-- Written task --
Begin with the line holding "point: white cumulus" and write out each following line to the end of the data, exactly. Pictures are left out.

-- Extracted information --
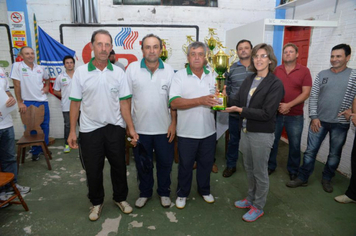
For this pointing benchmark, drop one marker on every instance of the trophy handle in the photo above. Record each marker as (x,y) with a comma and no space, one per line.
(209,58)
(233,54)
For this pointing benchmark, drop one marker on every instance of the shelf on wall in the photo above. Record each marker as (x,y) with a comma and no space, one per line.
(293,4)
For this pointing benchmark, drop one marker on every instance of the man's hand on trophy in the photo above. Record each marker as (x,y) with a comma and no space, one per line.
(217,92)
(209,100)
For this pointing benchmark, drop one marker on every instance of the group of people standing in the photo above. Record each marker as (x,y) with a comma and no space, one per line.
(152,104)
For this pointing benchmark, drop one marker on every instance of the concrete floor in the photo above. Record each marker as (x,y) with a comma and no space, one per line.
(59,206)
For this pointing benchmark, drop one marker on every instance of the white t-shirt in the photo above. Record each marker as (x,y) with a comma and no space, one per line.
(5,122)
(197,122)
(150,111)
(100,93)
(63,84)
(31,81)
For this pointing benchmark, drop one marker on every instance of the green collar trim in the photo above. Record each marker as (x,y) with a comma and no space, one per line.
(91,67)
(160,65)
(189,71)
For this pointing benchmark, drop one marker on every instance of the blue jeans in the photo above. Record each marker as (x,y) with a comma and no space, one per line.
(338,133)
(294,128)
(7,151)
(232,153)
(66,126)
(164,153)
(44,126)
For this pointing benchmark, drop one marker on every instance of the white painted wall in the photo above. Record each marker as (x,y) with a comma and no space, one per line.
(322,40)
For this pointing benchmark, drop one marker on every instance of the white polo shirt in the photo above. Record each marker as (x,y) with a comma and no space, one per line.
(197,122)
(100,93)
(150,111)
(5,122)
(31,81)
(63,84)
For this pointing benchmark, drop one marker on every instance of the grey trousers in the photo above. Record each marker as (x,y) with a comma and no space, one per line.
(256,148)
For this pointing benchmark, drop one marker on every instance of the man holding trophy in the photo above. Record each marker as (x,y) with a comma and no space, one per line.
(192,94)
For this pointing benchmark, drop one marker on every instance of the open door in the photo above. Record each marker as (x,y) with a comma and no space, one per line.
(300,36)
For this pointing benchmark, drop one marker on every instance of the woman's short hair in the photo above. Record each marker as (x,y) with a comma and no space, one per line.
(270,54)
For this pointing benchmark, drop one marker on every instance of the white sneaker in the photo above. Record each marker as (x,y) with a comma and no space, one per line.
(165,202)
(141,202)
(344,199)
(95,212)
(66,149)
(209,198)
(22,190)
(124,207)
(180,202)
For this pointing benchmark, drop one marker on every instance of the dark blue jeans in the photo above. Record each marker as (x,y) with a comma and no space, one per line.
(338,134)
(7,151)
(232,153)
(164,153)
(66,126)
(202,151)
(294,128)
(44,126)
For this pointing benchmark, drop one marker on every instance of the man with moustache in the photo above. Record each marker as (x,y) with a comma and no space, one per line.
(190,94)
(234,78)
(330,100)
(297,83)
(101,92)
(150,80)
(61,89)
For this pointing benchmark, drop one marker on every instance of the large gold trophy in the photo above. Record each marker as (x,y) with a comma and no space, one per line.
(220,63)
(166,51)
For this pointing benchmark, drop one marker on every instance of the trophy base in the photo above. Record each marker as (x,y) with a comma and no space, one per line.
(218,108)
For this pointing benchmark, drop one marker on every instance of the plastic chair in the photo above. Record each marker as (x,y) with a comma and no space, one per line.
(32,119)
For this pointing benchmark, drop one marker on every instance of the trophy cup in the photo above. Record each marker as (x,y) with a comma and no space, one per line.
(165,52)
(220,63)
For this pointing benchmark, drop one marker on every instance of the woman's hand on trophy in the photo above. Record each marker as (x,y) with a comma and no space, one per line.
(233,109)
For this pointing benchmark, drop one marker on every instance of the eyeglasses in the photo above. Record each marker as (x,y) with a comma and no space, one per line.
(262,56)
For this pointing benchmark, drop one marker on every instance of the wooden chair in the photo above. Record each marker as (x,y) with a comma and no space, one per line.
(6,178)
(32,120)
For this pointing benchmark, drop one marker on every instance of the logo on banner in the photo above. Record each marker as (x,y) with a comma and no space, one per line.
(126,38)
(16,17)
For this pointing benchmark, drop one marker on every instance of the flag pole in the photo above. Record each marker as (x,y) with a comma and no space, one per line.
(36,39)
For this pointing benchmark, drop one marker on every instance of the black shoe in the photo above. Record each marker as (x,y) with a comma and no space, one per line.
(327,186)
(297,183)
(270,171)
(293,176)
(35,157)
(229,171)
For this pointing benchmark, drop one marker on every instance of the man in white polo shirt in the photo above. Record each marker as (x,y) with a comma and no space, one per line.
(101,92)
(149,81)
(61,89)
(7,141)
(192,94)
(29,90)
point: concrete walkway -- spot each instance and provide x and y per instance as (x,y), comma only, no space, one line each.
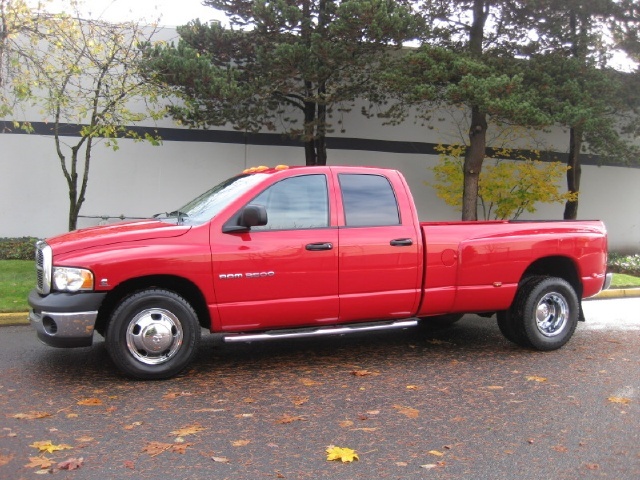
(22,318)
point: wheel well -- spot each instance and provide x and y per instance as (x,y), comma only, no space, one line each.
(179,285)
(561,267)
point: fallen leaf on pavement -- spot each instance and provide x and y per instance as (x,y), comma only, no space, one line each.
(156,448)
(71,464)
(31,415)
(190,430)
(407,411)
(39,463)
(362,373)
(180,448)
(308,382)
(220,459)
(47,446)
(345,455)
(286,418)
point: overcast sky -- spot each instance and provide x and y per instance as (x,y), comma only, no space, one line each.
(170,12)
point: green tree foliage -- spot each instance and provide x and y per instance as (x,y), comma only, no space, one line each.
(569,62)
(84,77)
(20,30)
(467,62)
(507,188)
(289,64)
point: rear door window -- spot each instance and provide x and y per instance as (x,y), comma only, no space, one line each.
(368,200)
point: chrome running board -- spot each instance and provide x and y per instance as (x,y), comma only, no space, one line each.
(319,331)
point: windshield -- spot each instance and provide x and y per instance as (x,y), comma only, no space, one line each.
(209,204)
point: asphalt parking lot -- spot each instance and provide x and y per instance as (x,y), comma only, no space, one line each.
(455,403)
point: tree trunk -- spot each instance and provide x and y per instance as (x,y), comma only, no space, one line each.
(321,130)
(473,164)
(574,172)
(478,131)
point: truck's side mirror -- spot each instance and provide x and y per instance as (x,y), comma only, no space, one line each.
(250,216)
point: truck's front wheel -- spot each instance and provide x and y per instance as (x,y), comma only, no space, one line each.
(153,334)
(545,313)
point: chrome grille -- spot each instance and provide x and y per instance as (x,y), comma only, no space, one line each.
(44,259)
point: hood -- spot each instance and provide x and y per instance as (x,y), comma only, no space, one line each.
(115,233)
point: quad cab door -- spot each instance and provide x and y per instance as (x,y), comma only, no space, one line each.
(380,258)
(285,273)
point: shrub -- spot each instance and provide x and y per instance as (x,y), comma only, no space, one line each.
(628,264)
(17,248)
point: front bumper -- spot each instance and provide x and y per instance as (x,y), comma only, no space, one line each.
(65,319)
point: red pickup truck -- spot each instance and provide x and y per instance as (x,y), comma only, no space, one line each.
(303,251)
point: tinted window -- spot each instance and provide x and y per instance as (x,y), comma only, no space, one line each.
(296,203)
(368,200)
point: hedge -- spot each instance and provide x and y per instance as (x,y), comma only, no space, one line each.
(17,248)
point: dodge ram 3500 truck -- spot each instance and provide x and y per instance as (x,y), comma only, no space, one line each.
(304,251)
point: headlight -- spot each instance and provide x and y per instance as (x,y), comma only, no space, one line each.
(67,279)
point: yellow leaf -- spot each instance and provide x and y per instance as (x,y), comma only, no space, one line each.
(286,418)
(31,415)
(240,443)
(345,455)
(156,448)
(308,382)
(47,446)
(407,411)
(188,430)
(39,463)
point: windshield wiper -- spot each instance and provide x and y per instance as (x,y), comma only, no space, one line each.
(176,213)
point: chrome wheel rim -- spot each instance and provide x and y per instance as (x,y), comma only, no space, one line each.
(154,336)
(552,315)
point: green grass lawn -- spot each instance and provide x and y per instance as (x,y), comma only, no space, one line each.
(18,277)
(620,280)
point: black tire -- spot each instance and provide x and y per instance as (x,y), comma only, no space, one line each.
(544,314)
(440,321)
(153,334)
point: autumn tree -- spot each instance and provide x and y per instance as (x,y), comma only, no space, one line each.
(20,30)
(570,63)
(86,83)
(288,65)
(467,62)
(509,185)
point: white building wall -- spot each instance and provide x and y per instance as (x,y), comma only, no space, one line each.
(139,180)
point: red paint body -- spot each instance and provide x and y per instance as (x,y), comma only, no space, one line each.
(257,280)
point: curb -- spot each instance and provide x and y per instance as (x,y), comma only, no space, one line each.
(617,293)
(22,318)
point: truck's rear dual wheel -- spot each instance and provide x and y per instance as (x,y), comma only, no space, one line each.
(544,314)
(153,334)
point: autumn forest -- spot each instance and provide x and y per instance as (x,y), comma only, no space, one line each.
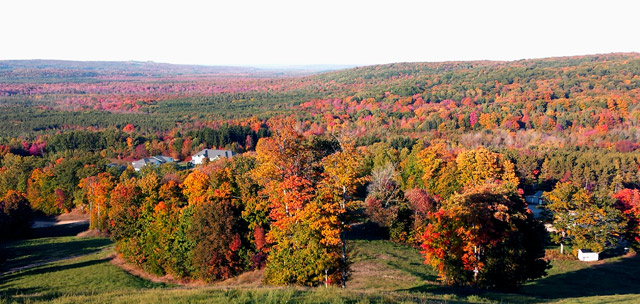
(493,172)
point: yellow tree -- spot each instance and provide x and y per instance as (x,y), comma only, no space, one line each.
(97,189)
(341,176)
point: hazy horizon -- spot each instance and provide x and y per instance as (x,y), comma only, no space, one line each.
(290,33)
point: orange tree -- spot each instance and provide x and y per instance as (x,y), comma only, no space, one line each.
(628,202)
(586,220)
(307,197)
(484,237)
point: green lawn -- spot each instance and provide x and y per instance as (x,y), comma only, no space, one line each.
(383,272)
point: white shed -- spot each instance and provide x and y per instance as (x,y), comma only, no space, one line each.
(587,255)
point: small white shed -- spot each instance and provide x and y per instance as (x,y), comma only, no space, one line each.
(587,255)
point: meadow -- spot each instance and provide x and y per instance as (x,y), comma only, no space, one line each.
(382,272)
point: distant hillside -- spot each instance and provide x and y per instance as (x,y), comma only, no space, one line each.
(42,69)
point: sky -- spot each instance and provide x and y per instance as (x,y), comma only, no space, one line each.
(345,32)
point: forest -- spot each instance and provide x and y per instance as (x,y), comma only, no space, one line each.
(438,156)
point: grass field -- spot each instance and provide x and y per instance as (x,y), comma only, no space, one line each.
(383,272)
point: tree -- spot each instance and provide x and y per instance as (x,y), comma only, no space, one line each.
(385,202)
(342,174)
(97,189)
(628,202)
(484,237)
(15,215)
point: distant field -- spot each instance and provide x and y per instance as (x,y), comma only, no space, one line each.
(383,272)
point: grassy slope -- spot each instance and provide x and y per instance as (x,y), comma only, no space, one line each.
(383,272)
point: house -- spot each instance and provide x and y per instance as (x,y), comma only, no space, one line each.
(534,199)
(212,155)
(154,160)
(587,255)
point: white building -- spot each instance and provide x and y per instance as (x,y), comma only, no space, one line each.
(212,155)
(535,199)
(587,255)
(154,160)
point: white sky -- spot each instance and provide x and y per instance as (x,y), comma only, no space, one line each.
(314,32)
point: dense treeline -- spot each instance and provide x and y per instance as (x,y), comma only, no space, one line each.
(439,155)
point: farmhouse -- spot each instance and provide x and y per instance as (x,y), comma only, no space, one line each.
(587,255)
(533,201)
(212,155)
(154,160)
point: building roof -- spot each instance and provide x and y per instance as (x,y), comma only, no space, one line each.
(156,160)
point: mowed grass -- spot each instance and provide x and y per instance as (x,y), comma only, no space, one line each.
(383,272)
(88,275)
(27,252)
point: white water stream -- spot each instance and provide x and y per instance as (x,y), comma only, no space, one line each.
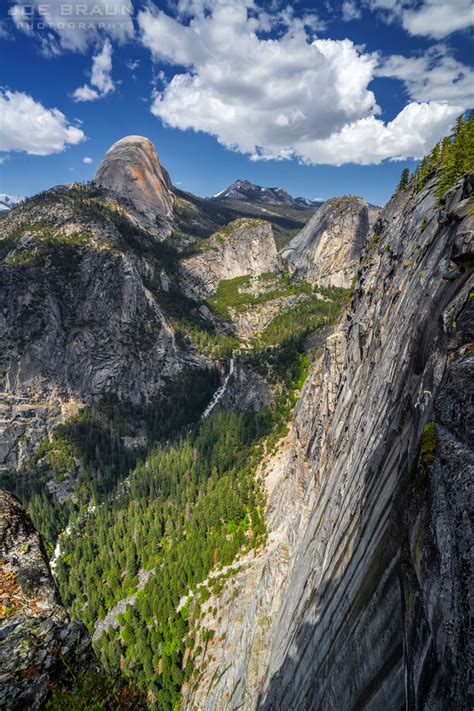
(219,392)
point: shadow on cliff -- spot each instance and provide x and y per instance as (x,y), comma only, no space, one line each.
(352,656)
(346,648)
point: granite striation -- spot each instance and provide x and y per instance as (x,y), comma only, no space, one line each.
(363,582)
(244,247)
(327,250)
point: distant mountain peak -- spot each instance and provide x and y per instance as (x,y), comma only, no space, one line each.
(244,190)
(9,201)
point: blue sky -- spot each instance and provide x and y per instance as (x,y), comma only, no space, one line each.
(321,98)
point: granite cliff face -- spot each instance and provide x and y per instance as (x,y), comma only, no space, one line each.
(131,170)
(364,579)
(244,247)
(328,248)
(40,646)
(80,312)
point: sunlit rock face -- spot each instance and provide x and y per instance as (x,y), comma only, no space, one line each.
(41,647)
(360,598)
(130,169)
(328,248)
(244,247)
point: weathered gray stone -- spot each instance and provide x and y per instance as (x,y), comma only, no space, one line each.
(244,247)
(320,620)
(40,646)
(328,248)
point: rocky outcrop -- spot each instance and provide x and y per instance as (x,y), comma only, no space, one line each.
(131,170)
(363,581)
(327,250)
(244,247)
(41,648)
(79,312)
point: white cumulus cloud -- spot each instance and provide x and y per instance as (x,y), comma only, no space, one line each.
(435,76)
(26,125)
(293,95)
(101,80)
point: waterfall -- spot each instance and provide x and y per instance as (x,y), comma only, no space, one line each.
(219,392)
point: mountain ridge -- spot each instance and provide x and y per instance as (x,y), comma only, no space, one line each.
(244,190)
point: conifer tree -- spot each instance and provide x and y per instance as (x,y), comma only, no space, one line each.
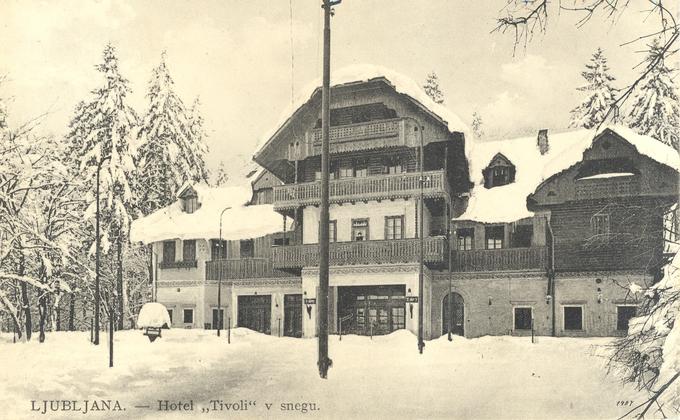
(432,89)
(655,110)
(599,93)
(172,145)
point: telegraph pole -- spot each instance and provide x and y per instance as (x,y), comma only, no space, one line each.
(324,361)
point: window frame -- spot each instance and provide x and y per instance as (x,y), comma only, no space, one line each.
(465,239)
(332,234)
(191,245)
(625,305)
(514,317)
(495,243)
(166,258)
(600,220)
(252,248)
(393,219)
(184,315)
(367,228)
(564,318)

-- Completed exercise --
point: white cumulus cloud -- spot each instance and provide x and y per instance as (x,y), comma only, no space, one line each.
(435,76)
(26,125)
(293,95)
(101,80)
point: waterfall -- spot each instance and provide x and y per instance as (x,y), comma only, no space, one line each.
(219,392)
point: mountain ridge -- spot each instance and provide x and y per instance as (x,y), comma only, no space, one line each.
(244,190)
point: conifer tree -- spot each instance and provide x and y per instance as (x,y), comma only, no space, one line each.
(432,89)
(655,110)
(599,93)
(172,145)
point: telegraph pole -- spot each instance and provide x and y per instance as (x,y), comma only, no space, one line each.
(324,361)
point: window frame -- spot each instance and provide x and y per instance as (x,y), comma only, no space, one line each.
(465,239)
(332,234)
(191,245)
(625,305)
(514,317)
(495,243)
(166,258)
(600,220)
(252,248)
(393,219)
(184,315)
(367,228)
(564,318)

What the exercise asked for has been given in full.